## DATASET ROWS
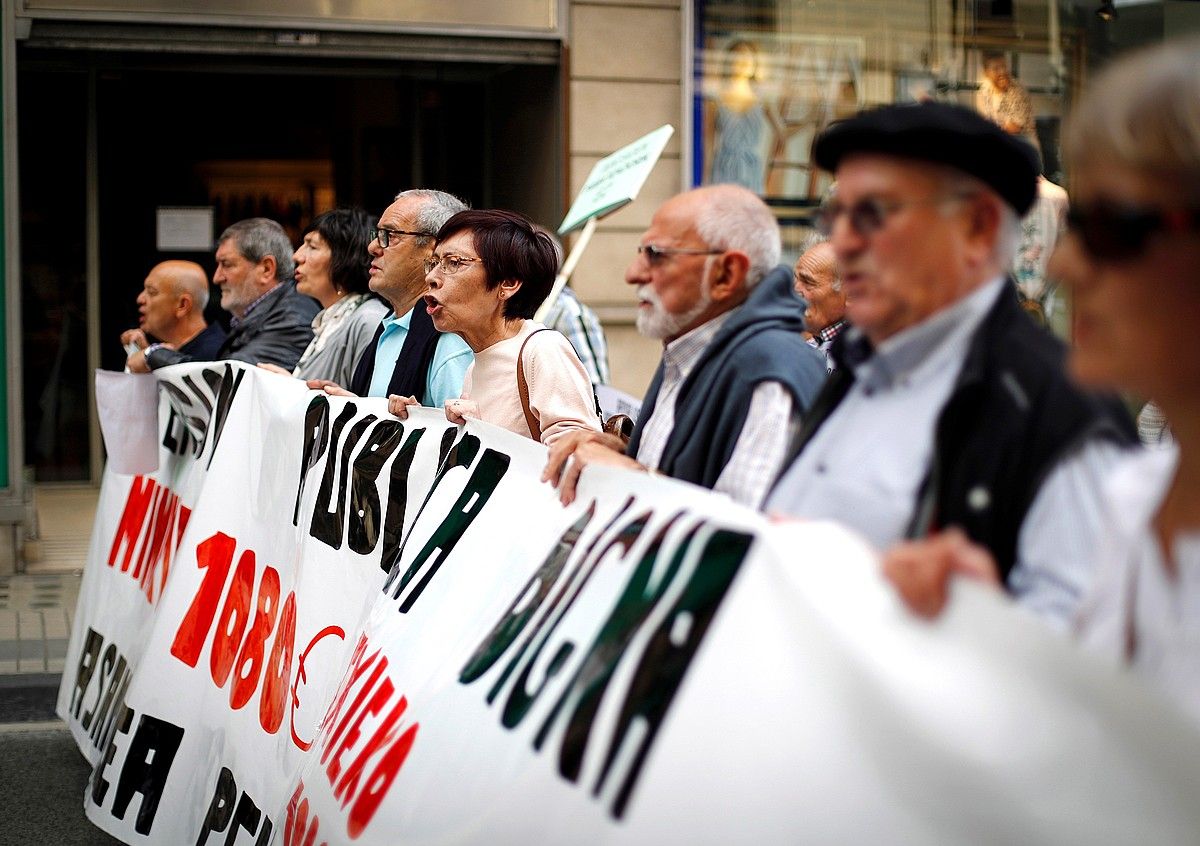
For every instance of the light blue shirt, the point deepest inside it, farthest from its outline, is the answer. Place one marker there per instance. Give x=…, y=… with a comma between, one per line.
x=451, y=358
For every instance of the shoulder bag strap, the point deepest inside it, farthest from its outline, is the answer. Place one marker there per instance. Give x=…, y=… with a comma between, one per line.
x=523, y=389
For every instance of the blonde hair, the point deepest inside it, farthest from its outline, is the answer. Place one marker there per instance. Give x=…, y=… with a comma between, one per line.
x=1143, y=112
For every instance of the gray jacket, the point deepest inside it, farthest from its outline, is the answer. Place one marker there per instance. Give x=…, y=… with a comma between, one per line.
x=276, y=331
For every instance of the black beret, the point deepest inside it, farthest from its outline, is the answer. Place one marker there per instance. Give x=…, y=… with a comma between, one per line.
x=941, y=133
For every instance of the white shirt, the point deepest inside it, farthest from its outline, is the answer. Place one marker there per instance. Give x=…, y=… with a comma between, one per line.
x=762, y=442
x=1138, y=612
x=865, y=463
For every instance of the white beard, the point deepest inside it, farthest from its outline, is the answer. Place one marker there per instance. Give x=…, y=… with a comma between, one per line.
x=658, y=323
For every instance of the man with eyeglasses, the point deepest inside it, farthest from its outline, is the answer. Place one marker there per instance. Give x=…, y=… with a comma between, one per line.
x=948, y=407
x=408, y=357
x=736, y=371
x=271, y=322
x=819, y=282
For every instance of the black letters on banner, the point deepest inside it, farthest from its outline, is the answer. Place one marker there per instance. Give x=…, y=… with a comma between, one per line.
x=661, y=665
x=364, y=531
x=316, y=441
x=145, y=768
x=221, y=813
x=327, y=527
x=486, y=477
x=227, y=391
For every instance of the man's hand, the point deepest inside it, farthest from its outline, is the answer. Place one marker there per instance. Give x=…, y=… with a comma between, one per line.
x=921, y=570
x=399, y=405
x=576, y=450
x=330, y=388
x=137, y=363
x=457, y=411
x=135, y=336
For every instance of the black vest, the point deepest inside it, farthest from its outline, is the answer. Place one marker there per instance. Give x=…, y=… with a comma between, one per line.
x=412, y=367
x=1012, y=417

## WHAT THE TASK ASKS
Reproduce all of the lines above, substituting "pin" for every occurrence of "marker" and changing nothing else. Omit the pictures from your output.

## THE OUTPUT
For every instance of the light blue shirt, the point deepest inside it, farthest from its outline, is the answer. Place one pin there per instance. Give x=…, y=… with a comma between, one per line.
x=451, y=358
For every instance of the shoulder bag strap, the point deepest inside it, farthest from its outline, is the answer. Place one pin there per instance. Give x=…, y=… with a comma between, one per line.
x=523, y=389
For every instance of the blonde hair, the point deepest inside it, farthest from its outline, is the answer. Place one pin there per instance. Give x=…, y=… with a comma between, one per line.
x=1143, y=112
For every instance of the gray jacket, the point deepest inside it, farthest from its outline, is the answer. Place one pin there per instance. Give x=…, y=… with a comma between, one per line.
x=276, y=331
For every instance of the black beret, the point deepest inside it, farthest from its outline, is the answer. Place one pin there per instance. Give x=…, y=… with a comma between, one per line.
x=941, y=133
For every instance of the white shirt, the point deepest inside it, farthest from its outline, is the answer. Place one pin there per instance. Give x=…, y=… with a comma between, one per line.
x=762, y=442
x=1138, y=612
x=865, y=463
For every instance of the white beard, the point deepest inside it, farthest from its outline, is the answer. Place one pin there per instance. Give x=…, y=… with a comma between, one per line.
x=658, y=323
For every instance of the man with eyeglasses, the point deepest inside it, farthest from its outline, is the answer. Place one pin there per instance. Give x=…, y=… with a comma between, one per line.
x=948, y=407
x=408, y=357
x=736, y=371
x=271, y=322
x=819, y=282
For every instance of the black letters on banner, the point deepest inside it, farthest from its outline, is the answer. Place one pin there per instance. Give x=…, y=… with a comma between, one per line.
x=661, y=665
x=364, y=531
x=316, y=441
x=145, y=768
x=221, y=813
x=327, y=527
x=486, y=477
x=227, y=391
For every instance of the man's hand, the point deepest inside it, farthest from its outline, is the answer. Place one pin there per instance. Give x=…, y=… with a comma between, one per line.
x=921, y=570
x=399, y=405
x=576, y=450
x=330, y=388
x=137, y=363
x=457, y=411
x=135, y=336
For every instance of the black vest, the point deepest inside it, farthest from its outline, is the answer. Place one pin there per instance. Give x=…, y=… with a comma between, one per line.
x=412, y=367
x=1012, y=417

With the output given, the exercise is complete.